START Data provided

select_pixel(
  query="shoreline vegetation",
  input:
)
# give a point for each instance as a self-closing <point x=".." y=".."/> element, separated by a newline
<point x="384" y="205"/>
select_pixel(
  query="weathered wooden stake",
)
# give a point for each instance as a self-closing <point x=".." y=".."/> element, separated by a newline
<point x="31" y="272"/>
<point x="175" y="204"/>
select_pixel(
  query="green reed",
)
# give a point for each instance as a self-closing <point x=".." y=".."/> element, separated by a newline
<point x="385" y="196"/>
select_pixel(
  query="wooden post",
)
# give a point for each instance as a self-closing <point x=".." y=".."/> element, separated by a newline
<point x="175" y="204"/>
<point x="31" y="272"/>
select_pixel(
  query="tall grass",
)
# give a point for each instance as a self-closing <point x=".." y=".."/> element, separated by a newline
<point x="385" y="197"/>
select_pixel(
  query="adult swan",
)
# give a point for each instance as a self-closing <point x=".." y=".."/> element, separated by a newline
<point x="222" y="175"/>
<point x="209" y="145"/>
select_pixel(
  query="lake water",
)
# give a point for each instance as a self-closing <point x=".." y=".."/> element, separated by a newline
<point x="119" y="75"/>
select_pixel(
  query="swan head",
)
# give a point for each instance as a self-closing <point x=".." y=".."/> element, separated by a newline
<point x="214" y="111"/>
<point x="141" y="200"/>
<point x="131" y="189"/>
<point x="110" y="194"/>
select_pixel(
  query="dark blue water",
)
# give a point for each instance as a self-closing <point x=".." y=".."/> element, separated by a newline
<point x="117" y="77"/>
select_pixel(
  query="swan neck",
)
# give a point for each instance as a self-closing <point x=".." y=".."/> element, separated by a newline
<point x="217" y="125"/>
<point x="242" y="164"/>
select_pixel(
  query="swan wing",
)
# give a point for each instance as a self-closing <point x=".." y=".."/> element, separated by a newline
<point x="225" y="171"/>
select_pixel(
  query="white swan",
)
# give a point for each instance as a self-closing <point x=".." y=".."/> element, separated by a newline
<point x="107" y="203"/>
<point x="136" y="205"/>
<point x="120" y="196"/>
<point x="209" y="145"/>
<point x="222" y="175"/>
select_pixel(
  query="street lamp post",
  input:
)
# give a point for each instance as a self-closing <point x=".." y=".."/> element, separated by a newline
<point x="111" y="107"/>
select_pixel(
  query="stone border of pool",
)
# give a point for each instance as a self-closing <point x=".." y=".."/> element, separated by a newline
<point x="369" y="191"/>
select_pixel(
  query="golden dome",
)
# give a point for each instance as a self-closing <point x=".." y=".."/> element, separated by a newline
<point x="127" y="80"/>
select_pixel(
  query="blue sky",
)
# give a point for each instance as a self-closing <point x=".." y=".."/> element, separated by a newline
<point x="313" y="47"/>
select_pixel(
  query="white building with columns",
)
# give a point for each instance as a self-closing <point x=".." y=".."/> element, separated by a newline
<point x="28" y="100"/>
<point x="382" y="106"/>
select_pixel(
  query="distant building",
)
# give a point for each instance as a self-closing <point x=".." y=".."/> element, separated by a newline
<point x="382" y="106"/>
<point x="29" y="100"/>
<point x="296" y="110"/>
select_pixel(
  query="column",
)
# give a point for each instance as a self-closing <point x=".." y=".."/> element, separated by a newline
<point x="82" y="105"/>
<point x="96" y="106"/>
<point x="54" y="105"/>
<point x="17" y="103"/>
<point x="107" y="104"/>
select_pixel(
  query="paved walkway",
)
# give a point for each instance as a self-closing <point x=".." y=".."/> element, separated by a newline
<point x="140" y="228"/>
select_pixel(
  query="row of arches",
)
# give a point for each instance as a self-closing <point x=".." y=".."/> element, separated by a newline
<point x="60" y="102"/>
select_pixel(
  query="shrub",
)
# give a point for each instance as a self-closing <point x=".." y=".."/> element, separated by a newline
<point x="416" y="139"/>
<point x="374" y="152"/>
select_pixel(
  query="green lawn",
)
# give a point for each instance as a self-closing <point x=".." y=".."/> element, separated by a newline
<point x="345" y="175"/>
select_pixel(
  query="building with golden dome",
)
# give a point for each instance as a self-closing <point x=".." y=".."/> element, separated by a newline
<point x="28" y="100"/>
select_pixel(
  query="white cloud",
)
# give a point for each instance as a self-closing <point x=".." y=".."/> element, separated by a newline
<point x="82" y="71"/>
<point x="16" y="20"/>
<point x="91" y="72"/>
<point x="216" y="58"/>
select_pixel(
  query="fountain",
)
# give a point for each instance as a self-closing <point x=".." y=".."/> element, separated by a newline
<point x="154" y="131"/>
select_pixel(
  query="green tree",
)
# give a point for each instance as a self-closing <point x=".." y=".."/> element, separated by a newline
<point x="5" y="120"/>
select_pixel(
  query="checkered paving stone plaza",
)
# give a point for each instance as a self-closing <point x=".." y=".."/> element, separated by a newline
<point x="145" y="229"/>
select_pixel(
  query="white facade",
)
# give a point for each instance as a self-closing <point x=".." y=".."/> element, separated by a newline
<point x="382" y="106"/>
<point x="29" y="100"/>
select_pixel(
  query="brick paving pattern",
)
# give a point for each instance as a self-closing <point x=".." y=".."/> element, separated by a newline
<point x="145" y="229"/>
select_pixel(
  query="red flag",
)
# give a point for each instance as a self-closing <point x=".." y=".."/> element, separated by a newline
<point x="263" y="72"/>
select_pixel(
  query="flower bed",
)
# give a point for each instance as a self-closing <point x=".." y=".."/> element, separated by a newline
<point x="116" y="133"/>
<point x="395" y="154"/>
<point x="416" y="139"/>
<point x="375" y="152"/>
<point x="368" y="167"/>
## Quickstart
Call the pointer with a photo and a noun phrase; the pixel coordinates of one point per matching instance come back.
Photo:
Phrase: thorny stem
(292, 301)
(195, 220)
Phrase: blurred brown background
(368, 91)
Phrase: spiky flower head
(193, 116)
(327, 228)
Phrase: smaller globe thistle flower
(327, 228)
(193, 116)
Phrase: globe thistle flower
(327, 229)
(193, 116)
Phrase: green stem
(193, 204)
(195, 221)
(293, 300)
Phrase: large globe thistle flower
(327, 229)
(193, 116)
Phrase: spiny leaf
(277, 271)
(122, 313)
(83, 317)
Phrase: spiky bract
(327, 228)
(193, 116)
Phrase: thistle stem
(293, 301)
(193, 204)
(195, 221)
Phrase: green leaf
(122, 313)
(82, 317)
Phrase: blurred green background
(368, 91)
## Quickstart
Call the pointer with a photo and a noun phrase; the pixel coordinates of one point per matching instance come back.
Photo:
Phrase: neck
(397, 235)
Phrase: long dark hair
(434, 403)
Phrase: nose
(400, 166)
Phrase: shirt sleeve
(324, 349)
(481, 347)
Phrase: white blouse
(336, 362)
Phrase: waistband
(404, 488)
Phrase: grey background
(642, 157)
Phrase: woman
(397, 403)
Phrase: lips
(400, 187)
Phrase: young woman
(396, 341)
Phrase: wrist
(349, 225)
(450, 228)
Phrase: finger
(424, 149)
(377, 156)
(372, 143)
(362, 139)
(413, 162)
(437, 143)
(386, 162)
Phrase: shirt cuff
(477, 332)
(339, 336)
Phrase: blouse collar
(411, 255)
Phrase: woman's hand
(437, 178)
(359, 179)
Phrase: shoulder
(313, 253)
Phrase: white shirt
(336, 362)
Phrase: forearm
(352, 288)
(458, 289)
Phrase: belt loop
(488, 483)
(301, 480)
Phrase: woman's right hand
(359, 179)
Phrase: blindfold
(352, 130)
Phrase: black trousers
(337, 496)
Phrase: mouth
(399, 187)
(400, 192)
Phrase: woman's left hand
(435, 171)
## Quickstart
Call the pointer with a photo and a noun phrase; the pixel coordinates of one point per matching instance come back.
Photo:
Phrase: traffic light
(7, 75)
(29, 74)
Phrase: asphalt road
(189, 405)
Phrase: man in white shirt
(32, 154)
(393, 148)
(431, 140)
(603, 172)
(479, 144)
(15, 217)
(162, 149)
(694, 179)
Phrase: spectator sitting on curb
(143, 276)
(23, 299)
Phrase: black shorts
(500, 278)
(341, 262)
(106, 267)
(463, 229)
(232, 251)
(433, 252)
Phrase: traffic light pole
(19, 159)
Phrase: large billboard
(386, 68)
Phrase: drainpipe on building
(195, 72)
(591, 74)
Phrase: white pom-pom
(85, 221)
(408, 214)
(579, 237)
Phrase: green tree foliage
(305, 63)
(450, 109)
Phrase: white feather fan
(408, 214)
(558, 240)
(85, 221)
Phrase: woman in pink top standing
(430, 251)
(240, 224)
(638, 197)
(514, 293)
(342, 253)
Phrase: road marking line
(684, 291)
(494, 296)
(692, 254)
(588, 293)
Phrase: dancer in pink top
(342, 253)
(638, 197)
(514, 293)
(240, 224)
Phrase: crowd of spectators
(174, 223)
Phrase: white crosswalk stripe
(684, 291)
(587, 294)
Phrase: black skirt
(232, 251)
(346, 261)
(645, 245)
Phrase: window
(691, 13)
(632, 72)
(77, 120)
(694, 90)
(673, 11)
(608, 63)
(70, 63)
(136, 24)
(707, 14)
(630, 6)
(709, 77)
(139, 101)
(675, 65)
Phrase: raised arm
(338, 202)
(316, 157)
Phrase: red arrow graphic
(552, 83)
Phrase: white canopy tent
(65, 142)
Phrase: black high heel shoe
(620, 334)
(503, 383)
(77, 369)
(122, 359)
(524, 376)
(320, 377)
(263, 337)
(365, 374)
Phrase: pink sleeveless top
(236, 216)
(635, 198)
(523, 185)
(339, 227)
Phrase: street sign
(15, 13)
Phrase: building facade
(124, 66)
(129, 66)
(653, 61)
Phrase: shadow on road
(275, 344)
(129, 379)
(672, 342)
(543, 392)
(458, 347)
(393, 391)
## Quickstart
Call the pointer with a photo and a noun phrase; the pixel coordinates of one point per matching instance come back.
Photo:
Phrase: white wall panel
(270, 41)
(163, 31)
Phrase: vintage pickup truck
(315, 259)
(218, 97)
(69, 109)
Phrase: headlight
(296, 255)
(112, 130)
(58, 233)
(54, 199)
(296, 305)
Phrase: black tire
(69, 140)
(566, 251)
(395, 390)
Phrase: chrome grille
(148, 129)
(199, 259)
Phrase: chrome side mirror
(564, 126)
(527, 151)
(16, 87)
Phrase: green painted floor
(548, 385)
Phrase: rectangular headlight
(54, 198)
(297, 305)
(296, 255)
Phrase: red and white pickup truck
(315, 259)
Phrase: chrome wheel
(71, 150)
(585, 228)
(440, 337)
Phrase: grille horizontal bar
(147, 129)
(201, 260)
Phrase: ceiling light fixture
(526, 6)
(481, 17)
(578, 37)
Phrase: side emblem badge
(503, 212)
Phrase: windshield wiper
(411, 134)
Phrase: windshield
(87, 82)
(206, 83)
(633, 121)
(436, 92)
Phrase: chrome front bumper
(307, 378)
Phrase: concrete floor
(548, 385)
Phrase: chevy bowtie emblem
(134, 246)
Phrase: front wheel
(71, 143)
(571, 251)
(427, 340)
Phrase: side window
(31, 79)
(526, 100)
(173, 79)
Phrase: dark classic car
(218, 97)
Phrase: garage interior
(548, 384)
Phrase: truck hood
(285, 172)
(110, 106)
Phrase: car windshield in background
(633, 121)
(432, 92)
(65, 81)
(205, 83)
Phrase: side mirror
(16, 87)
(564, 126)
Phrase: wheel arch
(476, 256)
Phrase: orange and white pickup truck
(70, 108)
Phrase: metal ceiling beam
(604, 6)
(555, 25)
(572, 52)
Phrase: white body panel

END Data provided

▶ _What the exercise asks_
Beginning at the line that holds "Phrase: vintage pickup truck", reproduce each line of the records above down to and including the last one.

▶ _Written answer_
Phrase: vintage pickup truck
(315, 259)
(218, 97)
(69, 109)
Phrase: headlight
(296, 255)
(112, 130)
(58, 233)
(54, 199)
(296, 305)
Phrase: black tire
(69, 140)
(566, 251)
(395, 390)
Phrase: chrome grille
(148, 129)
(199, 259)
Phrase: chrome side mirror
(564, 126)
(527, 151)
(16, 87)
Phrase: green painted floor
(548, 385)
Phrase: rectangular headlight
(54, 198)
(297, 305)
(296, 255)
Phrase: red and white pickup truck
(315, 259)
Phrase: chrome wheel
(71, 150)
(585, 228)
(440, 337)
Phrase: grille horizontal bar
(147, 129)
(201, 260)
Phrase: ceiling light fixture
(526, 6)
(481, 17)
(578, 37)
Phrase: side emblem badge
(503, 212)
Phrase: windshield wiper
(411, 134)
Phrase: windshield
(87, 82)
(206, 83)
(633, 121)
(436, 92)
Phrase: chrome front bumper
(307, 378)
Phrase: concrete floor
(548, 385)
Phrase: chevy bowtie emblem
(134, 246)
Phrase: front wheel
(71, 143)
(571, 251)
(427, 340)
Phrase: side window
(31, 79)
(526, 100)
(173, 79)
Phrase: dark classic car
(218, 97)
Phrase: garage interior
(548, 384)
Phrase: truck hood
(285, 172)
(110, 106)
Phrase: car windshield in background
(633, 121)
(432, 92)
(65, 81)
(205, 83)
Phrase: side mirror
(16, 87)
(564, 126)
Phrase: wheel arch
(476, 256)
Phrase: orange and white pickup truck
(70, 108)
Phrase: metal ceiling beam
(604, 6)
(555, 25)
(572, 52)
Phrase: white body panel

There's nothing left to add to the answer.